_PROBLEM_
Leave out every picture, then transcribe the rest of the listing exactly.

··· GIVEN DATA

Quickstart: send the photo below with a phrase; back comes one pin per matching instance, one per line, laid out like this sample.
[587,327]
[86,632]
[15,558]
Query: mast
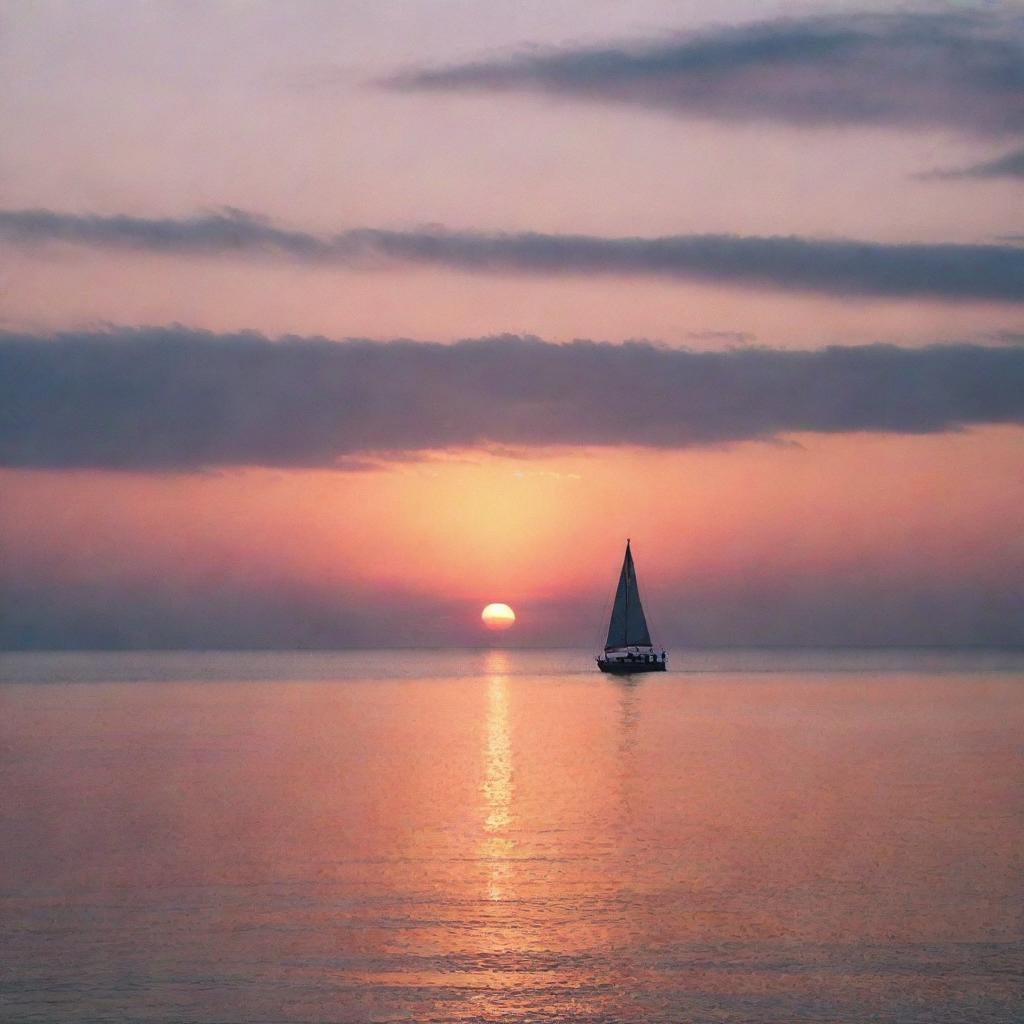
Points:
[628,626]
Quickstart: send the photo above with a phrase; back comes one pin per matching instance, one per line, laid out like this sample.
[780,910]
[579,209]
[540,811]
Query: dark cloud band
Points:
[961,70]
[841,266]
[171,398]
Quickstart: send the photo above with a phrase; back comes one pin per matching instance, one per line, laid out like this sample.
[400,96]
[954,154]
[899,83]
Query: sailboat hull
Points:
[625,668]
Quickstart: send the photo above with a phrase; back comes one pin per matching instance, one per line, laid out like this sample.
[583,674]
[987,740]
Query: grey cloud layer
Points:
[1010,165]
[841,266]
[171,398]
[961,70]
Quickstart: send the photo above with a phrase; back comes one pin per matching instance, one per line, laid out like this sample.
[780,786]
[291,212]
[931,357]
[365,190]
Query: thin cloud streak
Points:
[174,399]
[943,271]
[1010,165]
[958,70]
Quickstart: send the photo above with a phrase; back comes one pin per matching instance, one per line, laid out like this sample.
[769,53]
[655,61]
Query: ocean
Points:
[509,836]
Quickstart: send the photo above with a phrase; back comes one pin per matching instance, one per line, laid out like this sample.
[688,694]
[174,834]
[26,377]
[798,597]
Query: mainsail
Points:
[628,627]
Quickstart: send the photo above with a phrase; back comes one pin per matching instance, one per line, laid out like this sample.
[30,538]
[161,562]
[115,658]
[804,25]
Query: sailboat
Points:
[628,648]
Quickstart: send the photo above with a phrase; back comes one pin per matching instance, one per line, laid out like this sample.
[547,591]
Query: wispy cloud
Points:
[155,399]
[962,70]
[838,266]
[1010,165]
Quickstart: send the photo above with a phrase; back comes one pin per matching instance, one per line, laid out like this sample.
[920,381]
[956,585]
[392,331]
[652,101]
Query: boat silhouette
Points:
[628,648]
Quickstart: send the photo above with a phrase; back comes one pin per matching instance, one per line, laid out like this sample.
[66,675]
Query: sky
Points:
[327,325]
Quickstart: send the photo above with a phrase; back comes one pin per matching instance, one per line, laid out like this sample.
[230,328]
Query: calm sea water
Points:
[470,836]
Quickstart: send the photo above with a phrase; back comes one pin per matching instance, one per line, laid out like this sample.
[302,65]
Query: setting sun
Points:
[498,616]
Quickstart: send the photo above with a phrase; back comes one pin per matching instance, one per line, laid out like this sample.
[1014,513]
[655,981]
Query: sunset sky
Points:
[327,325]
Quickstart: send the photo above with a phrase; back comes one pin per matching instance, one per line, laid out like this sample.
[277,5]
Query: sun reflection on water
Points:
[497,846]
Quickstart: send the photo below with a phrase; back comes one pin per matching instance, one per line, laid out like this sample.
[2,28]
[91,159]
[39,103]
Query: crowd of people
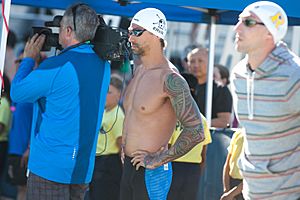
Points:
[70,128]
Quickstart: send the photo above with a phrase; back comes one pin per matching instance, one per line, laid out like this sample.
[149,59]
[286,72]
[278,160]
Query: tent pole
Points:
[210,70]
[4,34]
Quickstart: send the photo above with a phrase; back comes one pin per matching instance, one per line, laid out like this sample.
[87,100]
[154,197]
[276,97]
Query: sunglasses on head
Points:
[251,22]
[136,32]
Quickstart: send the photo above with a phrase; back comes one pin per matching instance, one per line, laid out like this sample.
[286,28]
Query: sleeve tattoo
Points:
[187,113]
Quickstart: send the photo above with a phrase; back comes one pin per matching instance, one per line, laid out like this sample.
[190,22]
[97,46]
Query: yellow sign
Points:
[277,19]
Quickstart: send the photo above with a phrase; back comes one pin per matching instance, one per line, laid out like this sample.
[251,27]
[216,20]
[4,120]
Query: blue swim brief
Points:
[158,181]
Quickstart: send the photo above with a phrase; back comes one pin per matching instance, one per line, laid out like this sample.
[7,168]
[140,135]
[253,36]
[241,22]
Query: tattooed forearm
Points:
[187,113]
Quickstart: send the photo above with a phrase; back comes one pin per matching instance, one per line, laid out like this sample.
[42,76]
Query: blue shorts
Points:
[144,183]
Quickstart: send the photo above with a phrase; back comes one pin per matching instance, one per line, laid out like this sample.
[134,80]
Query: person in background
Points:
[221,75]
[68,92]
[5,122]
[19,137]
[232,178]
[221,100]
[10,56]
[187,169]
[266,90]
[107,174]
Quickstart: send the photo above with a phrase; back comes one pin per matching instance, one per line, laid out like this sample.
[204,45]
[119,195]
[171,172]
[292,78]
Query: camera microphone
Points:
[55,22]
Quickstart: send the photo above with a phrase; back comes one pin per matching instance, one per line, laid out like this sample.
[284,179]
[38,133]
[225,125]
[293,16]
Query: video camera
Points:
[109,43]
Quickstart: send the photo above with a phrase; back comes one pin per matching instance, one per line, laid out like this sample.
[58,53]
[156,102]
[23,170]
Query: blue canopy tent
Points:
[196,11]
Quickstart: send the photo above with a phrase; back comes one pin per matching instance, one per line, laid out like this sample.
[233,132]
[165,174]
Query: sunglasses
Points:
[251,22]
[136,32]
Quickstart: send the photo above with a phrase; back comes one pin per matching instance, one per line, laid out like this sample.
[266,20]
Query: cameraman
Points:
[68,92]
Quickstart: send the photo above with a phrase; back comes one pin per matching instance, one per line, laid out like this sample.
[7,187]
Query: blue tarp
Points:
[197,11]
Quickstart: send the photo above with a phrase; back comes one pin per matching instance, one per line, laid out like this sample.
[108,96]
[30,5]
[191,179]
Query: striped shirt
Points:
[267,104]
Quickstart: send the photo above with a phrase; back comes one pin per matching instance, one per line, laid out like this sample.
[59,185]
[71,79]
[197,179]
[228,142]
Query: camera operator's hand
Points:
[34,46]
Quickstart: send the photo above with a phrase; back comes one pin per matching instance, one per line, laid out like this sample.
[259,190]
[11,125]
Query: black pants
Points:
[185,181]
[133,185]
[39,188]
[236,182]
[106,178]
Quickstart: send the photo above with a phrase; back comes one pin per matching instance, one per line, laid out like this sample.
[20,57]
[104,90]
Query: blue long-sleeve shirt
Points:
[68,92]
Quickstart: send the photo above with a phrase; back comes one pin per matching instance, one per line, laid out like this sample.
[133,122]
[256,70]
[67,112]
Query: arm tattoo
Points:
[187,113]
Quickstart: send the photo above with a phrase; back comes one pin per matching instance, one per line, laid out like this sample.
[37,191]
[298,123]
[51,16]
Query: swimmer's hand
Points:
[142,158]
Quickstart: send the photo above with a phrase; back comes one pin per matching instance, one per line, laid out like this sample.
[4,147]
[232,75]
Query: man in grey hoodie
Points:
[266,91]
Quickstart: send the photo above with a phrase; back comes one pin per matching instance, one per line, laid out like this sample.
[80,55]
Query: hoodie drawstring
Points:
[250,93]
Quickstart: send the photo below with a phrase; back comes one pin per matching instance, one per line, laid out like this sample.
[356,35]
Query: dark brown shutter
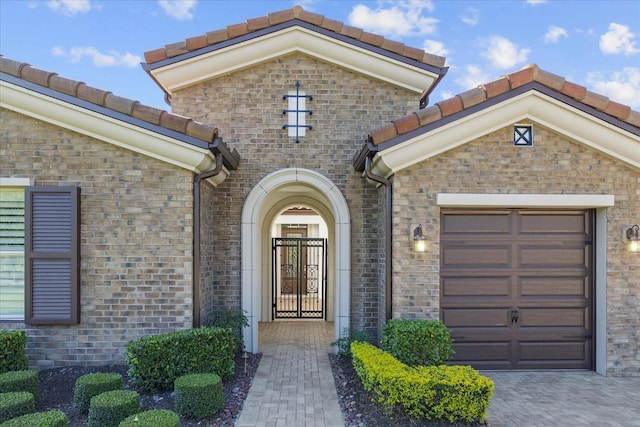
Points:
[52,255]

······

_SOLUTION FOR THIS PROBLEM_
Quickstart: send the photo below with a phrase; back comes one pin per matching instance, one per line, laid out like this sample.
[587,327]
[86,632]
[15,558]
Query: mast
Points:
[628,626]
Quickstart: send the photo above with a phrase; back comes one pin per matching instance, one per line, laid out like this sample.
[780,910]
[579,209]
[540,811]
Query: dark cloud band
Points:
[961,70]
[841,266]
[171,398]
Quickstart: send the photo above with a phrase; back comes one pin per matching instance, one per line, laid out like this sample.
[400,96]
[954,154]
[899,83]
Query: sailboat hull
Points:
[625,668]
Quickstart: send the photo above with a phrase; back comes one pin per matching instance, one per line, laid out like this sample.
[583,674]
[987,740]
Query: grey cloud layer
Points:
[1010,165]
[841,266]
[171,398]
[961,70]
Quickstart: send the photo above with a phrase; back comes one pin per matching instance, one per line, laid out like this sample.
[780,786]
[291,212]
[931,357]
[365,190]
Query: thin cloud streak
Points:
[174,399]
[943,271]
[1010,165]
[958,70]
Quickstart: send the photo above with a phrase; back comes one pin per matching instance, one per line, laid out like this sample.
[769,53]
[655,61]
Query: ocean
Points:
[509,836]
Quickstart: send the photo above with a phrase; back comes one pin per matching instance, one per line, laid out like this sample.
[688,694]
[174,834]
[26,377]
[798,597]
Query: mainsail
Points:
[628,627]
Quickstart: send the photo above with a phrase; back comes one pin per matching instance, one per line, laid out like this sample.
[30,538]
[161,562]
[115,658]
[804,25]
Query: sailboat
Points:
[628,648]
Quickstart: send the photo above with a phrase; back comes one pin per matching instance, one per line, laid out like this sample.
[547,591]
Query: wispy cloud
Points:
[155,399]
[962,70]
[838,266]
[1010,165]
Quickstart: send the photo above with a phrase; back comes one pin per matching instance, one per line, laid out like this sample.
[920,381]
[956,585]
[392,331]
[652,101]
Query: boat silhouette
Points:
[628,648]
Quickstart: send the photo above with a phrase; back comes one pin per matching instance, one per line, laid out like this sample.
[66,675]
Query: sky
Points:
[327,325]
Quickstart: send the photo above with a phrase; back comes one pin per matching instance, one per line, laid out like this sample.
[230,328]
Query: calm sea water
Points:
[470,836]
Quickstart: send the photo above with a phrase; back comes one pin per matching instance, one per line, laid out like this sample.
[302,65]
Query: setting sun
Points:
[498,616]
Quickstart: send the photo above with a phrase; back comes one pin per matching instance, one per line, laid out like this sample.
[1014,513]
[655,981]
Query: sunset sky
Points:
[327,325]
Quickstart: send the photo above with a phrase; back comes one pin per matching instance, one per line, laid out like this sample.
[277,5]
Query: sun reflection on water
Points:
[497,846]
Quickstart: send the photo below with a phrase; back comes one pin per matching instance, one per line, laid out like this sample.
[2,28]
[91,159]
[39,103]
Query: crowd of people
Points:
[70,128]
Quickstart: send the photo above with a phrase; back comes one pin per matching instance, one per line, laid out like this sample.
[149,59]
[286,72]
[278,160]
Query: tent pole
Points:
[210,70]
[4,34]
Quickstart: send the photo above with a phrase; back comes one pin per matching instance, one per line, laid out like this sample.
[87,100]
[154,197]
[276,97]
Query: sunglasses on head
Points:
[251,22]
[136,32]
Quickstart: send the photo above with a phrase; back comes one pin per matching instance, one per line, laid out like this sample.
[286,28]
Query: sleeve tattoo
Points:
[187,113]
Quickstart: send the photo above with a phrase; back comes one pin per matching instance, one per line, laid out like this sample.
[190,22]
[97,46]
Query: yellow sign
Points:
[277,19]
Quickstart: send the photo above with a phrase; back comes one pin per matching instance, one per line, laid out like this sample.
[251,27]
[216,20]
[4,120]
Query: blue swim brief
Points:
[158,181]
Quickstart: send the photo above with a phrase; back comes one pin per matching instance, one per line, laid out like this sample.
[7,168]
[140,135]
[253,36]
[241,22]
Query: tattooed forearm
Points:
[187,113]
Quickstart: send the photo above with a phrase; back comes one pin per matching instance, one per line, laid out like this sample.
[42,76]
Query: blue shorts
Points:
[144,183]
Quickstart: send the photo above with a phrase; back comes one pin per matching instance, one per line, laid out like this sample.
[134,80]
Query: person in background
Points:
[221,75]
[68,92]
[5,122]
[19,137]
[232,178]
[221,100]
[10,56]
[187,169]
[266,90]
[107,174]
Quickstart: send the photo above with a phrase; back comes one pin per matching instance, one per line, laid out like this sample.
[204,45]
[119,195]
[171,172]
[292,78]
Query: camera microphone
Points:
[55,22]
Quickstart: send the photo above with a phrase; back comes one pin per matching instance, one per line, laid out like this sample.
[284,179]
[38,133]
[225,125]
[293,16]
Query: video camera
Points:
[109,43]
Quickstart: send the photo above with a phrase; back comes one pin per matching instance, one per line, laid out like this sample.
[58,53]
[156,102]
[23,170]
Query: blue canopy tent
Points:
[196,11]
Quickstart: send the photo above with a phrase; back comes one pin per matching instance, one per line, laid out like this sample.
[233,132]
[165,174]
Query: sunglasses
Points:
[251,22]
[136,32]
Quickstart: send the photo above with a phrase; back comes one pin per matching instance, one per line, laid out like this sample.
[266,20]
Query: cameraman
Points:
[68,92]
Quickstart: send the photo above with a phrase; back comes one pin per matching instance, one per line, laid out like this sample.
[7,187]
Query: blue tarp
Points:
[197,11]
Quickstart: send the photo above with a phrase; back comes one pin per matching instance, one per line, laid out like this sample.
[108,96]
[30,5]
[191,179]
Query: striped shirt
Points:
[267,104]
Quickstart: send the photo above with a phrase; back comes one pin per matching instance, one per line, laid out like this sample.
[59,185]
[71,79]
[197,179]
[228,142]
Query: camera operator's hand
Points:
[34,46]
Quickstart: send the photo above with a phrase; back comes one pin per matching instance, one per line, laid out like this sample.
[259,190]
[11,125]
Query: black pants
Points:
[185,181]
[133,185]
[39,188]
[236,182]
[106,178]
Quickstart: send the photo above with a phrase; back comes one pin per matching instance, one per line, laid out like this sample.
[20,57]
[104,90]
Query: blue long-sleeve shirt
Points:
[68,92]
Quickstart: send the photo above with a phrase; back comes one pin per matching instance, one per line, laid out like this sample.
[133,122]
[256,70]
[67,112]
Query: arm tattoo
Points:
[187,113]
Quickstart: send the photo above with a phrase; back comes one pin per matching instance, one per line, laid out like this sample.
[37,191]
[298,123]
[51,16]
Query: swimmer's hand
Points:
[142,158]
Quickstart: send the photo above with a phrase; back comes one pin per matching instance, one per line, laid out like this sample.
[4,147]
[232,75]
Query: man in grey hoodie
Points:
[266,91]
Quickstart: send the photo above with a phrase; back comes one pin per matching instance, one per line, laid out like this sample.
[80,55]
Query: hoodie drawstring
Points:
[250,93]
Quickstart: send the photo below with a phrase; back comes one pin per matching instance, one per line, laid out like this sample.
[356,35]
Query: dark brown shutter
Points:
[52,255]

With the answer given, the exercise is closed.